Explore the material
1. In the article below about a second career housing disabled veterans, condense the paragraph that begins "Vicki Thomas was at an age" into a short bulleted list of its main facts.
2. Write out, without any changes, the passage of the article below on a second career housing disabled veterans, starting at "Vicki Thomas was" and ending at "provide housing for wounded soldiers.".
*** Opening of Excerpt to read ***
Woman finds second career providing homes to disabled US vets

Vicki Thomas put her 35 years of experience to work, raising millions of dollars for Purple Heart Homes, which provides housing for wounded soldiers.

Gary Cameron/Reuters/File
A child looks at the prosthetic legs of US military veterans who lost limbs in Iraq and Afghanistan during a Memorial Day parade in Binghamton, N.Y. in 2012.The work of Vicki Thomas at Purple Heart Homes, which helps disabled veterans find housing, has won her a $100,000 Purpose Prize, given annually to a baby boomer making a positive social impact.

Vicki Thomas was at an age where many people look forward to retirement. She had enjoyed a successful career in public relations and marketing, including stints at a financial services trade group, a major television network, and running her own Connecticut-based marketing company.

But Ms. Thomas flipped on the television one day in 2009 and saw something that launched her on to a new career at age 64.

It was a CNN feature about two combat-wounded veterans of the wars in Iraq and Afghanistan who had started a nonprofit organization to provide housing for wounded soldiers.

Dale Beatty and John Gallina were injured when their Humvee hit two antitank mines in November 2004. Mr. Beatty was left as a double amputee while Mr. Gallina sustained back and head injuries.

Thomas was riveted by their story, and before she knew it, she was on the phone cold-calling them to volunteer her services.
*** Close of Excerpt to read ***
*** Opening of Recorded data ***
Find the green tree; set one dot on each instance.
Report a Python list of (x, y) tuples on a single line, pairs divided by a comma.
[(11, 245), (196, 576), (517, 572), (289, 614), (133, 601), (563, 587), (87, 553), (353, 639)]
*** Close of Recorded data ***
Answers per task
1.
- Vicki Thomas had reached an age when many people look forward to retirement.
- She had enjoyed a successful career in public relations and marketing.
- That career included stints at a financial services trade group and a major television network.
- She also ran her own marketing company based in Connecticut.

2.
Vicki Thomas was at an age where many people look forward to retirement. She had enjoyed a successful career in public relations and marketing, including stints at a financial services trade group, a major television network, and running her own Connecticut-based marketing company.

But Ms. Thomas flipped on the television one day in 2009 and saw something that launched her on to a new career at age 64.

It was a CNN feature about two combat-wounded veterans of the wars in Iraq and Afghanistan who had started a nonprofit organization to provide housing for wounded soldiers.